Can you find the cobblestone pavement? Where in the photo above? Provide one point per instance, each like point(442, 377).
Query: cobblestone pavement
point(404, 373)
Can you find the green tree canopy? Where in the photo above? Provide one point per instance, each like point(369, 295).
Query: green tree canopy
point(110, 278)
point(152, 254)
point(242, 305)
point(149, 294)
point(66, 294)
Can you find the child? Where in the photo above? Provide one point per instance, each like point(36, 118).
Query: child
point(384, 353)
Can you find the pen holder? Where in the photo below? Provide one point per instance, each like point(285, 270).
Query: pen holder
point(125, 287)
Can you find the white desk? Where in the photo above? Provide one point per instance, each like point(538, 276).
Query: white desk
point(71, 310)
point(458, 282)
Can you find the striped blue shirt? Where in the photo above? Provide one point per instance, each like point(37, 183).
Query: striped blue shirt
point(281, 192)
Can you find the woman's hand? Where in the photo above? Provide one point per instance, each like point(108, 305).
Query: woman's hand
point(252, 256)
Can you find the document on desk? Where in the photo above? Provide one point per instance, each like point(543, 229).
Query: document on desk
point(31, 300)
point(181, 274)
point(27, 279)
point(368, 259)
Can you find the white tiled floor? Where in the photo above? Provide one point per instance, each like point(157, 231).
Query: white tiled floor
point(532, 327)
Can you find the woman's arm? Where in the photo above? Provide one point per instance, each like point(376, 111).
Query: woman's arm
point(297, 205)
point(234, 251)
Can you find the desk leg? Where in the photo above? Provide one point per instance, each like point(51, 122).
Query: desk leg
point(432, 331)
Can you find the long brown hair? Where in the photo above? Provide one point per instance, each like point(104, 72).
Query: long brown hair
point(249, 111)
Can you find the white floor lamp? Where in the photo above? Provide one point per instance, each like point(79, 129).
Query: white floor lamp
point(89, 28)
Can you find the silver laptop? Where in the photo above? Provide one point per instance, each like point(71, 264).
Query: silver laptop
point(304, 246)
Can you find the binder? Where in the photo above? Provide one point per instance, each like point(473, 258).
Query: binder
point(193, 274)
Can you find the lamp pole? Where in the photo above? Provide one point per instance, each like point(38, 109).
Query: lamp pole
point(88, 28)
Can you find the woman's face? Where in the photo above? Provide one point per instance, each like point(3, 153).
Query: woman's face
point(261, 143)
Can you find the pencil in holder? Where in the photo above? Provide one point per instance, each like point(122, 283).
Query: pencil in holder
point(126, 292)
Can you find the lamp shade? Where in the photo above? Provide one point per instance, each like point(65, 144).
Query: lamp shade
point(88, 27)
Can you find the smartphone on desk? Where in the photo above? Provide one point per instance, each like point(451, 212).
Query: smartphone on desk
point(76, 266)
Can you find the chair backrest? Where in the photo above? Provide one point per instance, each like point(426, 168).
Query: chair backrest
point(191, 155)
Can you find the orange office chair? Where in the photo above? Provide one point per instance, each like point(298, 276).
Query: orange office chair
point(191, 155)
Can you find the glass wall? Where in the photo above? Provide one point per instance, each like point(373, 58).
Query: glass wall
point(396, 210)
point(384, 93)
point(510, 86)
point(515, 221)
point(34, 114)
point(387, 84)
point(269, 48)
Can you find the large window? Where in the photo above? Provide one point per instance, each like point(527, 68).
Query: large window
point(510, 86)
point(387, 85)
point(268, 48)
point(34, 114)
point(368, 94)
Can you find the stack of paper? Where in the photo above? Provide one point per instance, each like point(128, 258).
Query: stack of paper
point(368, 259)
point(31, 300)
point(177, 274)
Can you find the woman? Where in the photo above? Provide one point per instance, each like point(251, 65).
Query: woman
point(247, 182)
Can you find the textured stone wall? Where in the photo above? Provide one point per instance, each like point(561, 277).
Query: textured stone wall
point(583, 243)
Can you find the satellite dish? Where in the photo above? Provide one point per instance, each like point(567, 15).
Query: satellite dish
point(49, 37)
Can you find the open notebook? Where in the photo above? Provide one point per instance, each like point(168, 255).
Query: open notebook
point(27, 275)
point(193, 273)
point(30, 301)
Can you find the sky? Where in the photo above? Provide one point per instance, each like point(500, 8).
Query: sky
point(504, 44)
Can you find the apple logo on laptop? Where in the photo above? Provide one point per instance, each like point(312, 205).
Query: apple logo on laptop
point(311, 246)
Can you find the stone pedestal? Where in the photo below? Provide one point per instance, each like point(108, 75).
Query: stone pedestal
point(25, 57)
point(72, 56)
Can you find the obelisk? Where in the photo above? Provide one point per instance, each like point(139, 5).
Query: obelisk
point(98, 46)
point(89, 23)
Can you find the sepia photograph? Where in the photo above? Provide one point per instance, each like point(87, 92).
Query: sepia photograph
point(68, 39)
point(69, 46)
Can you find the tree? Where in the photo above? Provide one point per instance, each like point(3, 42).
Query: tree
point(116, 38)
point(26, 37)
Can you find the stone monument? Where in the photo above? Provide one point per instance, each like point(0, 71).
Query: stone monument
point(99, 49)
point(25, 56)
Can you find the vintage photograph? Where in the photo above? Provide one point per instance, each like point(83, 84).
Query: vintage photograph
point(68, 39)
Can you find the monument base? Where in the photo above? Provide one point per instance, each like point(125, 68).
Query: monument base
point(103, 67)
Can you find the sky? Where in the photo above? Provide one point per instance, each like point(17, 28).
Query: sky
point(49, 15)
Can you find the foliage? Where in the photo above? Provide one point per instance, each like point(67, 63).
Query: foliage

[Direction] Repeat the material from above exactly, word for word.

[The completed task]
Can you find the cobblestone pavement? Where in the photo above? Provide one point per instance, each like point(442, 377).
Query: cobblestone pavement
point(404, 373)
Can you find the green tree canopy? Where in the photo above? Provide one point per instance, each like point(369, 295).
Query: green tree canopy
point(110, 278)
point(152, 254)
point(242, 305)
point(149, 294)
point(66, 294)
Can you find the child? Where in the photo above? Provide one point per instance, each like point(36, 118).
Query: child
point(384, 353)
Can you find the pen holder? Where in the photo below? Provide one point per instance, each like point(285, 270).
Query: pen holder
point(125, 287)
Can you find the white desk? Where in the photo above? Provide one point per instance, each like point(538, 276).
Query: white desk
point(71, 310)
point(458, 282)
Can you find the striped blue shirt? Where in the photo above? Provide one point per instance, each like point(37, 183).
Query: striped blue shirt
point(281, 192)
Can you find the woman's hand? Where in the photo above? Provide one point per instance, each like point(108, 305).
Query: woman's hand
point(252, 256)
Can you find the document on desk? Where in the photo above? Provide one point per instance, each like point(543, 229).
Query: document on desk
point(31, 300)
point(181, 274)
point(27, 279)
point(368, 259)
Can you find the white tiled floor? Where in the photo above? Provide one point per instance, each like point(157, 231).
Query: white tiled floor
point(532, 327)
Can you find the woman's arm? Where in the photo above? Provide one point per instance, each like point(376, 111).
Query: woman's arm
point(297, 205)
point(234, 251)
Can you find the desk leg? Where in the photo above? Provide one point per instance, each like point(51, 122).
Query: desk leg
point(432, 331)
Can you find the long brown hair? Where in the photo above? Provide one point per instance, each like point(104, 72).
Query: long brown hair
point(249, 111)
Can you find the white floor lamp? Where in the photo above? Provide one point per instance, each like point(79, 129).
Query: white floor lamp
point(89, 28)
Can you find the silver laptop? Where in the photo above? Provide one point per instance, each like point(71, 264).
Query: silver laptop
point(304, 246)
Can you find the binder? Where in the photo above? Provide one point per instance, each like point(473, 258).
Query: binder
point(193, 274)
Can you find the lamp pole? Where in the photo above? Provide one point per instance, each like point(38, 109).
Query: lamp pole
point(88, 28)
Can you find the woman's face? Where in the photo above? Provide one point per instance, each like point(3, 153).
Query: woman's face
point(261, 143)
Can you find the pencil in holder? Where in the photo above? Provide one point per instance, each like point(122, 283).
Query: pencil in holder
point(126, 292)
Can you find the lamp shade? Where in the photo above? Provide one point per instance, each like point(65, 144).
Query: lamp shade
point(88, 27)
Can you find the smartphone on desk? Where in the photo above? Provide one point per instance, each like point(451, 212).
Query: smartphone on desk
point(76, 266)
Can you find the chair backrest? Where in the photo above? Provide one point per instance, each like point(426, 168).
Query: chair backrest
point(191, 155)
Can you find the orange office chair? Where in the photo above? Provide one point per instance, each like point(298, 276).
Query: orange office chair
point(191, 155)
Can you find the glass wall? Where in the photo above? Provide one point per instance, each like point(373, 58).
Query: glass wall
point(396, 210)
point(384, 93)
point(510, 86)
point(515, 221)
point(34, 114)
point(387, 84)
point(269, 48)
Can you find the large window? Where in the photo above? Provide one point per instance, each like point(527, 68).
Query: large window
point(510, 86)
point(387, 85)
point(268, 48)
point(34, 114)
point(368, 94)
Can you find the stack of paper? Where in the photo above? Provide one point per instance, each like point(128, 258).
Query: stack of paper
point(368, 259)
point(31, 300)
point(177, 274)
Can you find the woman? Where in the photo above? Provide one point per instance, each like point(251, 65).
Query: woman
point(247, 182)
Can you find the textured stone wall? Where in the photo above? Provide one point per instance, each like point(561, 277).
Query: textured stone wall
point(583, 243)
Can you find the satellite dish? Where in the photo above? Provide one point per instance, each like point(567, 15).
Query: satellite dish
point(49, 37)
Can you find the open notebook? Where in the photo above? Provide one point per instance, each like point(168, 255).
Query: open notebook
point(27, 275)
point(193, 273)
point(30, 301)
Can you find the sky? Where in the photo above? Provide one point per instance, each like point(500, 8).
Query: sky
point(504, 44)
Can you find the apple logo on laptop? Where in the photo above? Provide one point per instance, each like point(312, 205).
Query: apple logo on laptop
point(311, 246)
Can you find the stone pedestal? Where in the photo below? Provide one point per instance, each like point(108, 75).
Query: stone pedestal
point(25, 57)
point(72, 56)
Can you find the obelisk? Where in the photo above? Provide one point per instance, each like point(139, 5).
Query: obelisk
point(98, 46)
point(89, 23)
Can you find the sepia photograph? Where in the photo above? Provide one point per instance, each like point(87, 92).
Query: sepia photograph
point(68, 39)
point(69, 46)
Can you find the tree? Where in the photo above? Provide one point per instance, each like point(3, 42).
Query: tree
point(116, 38)
point(26, 37)
Can you find the stone monument? Where in the photo above? Provide one point per instance, each like point(0, 71).
Query: stone monument
point(99, 49)
point(25, 56)
Can you find the vintage photograph? Where in the photo above? Provide one point per instance, each like point(83, 84).
Query: vintage photograph
point(68, 39)
Can you find the monument base? Where in the photo above? Provide one point per instance, each like point(125, 68).
Query: monument base
point(103, 67)
Can you find the sky? Where in the photo above? Provide one point per instance, each like point(17, 28).
Query: sky
point(49, 15)
Can you find the foliage? Where in the photo above? Provide one point per instance, each like point(67, 63).
Query: foliage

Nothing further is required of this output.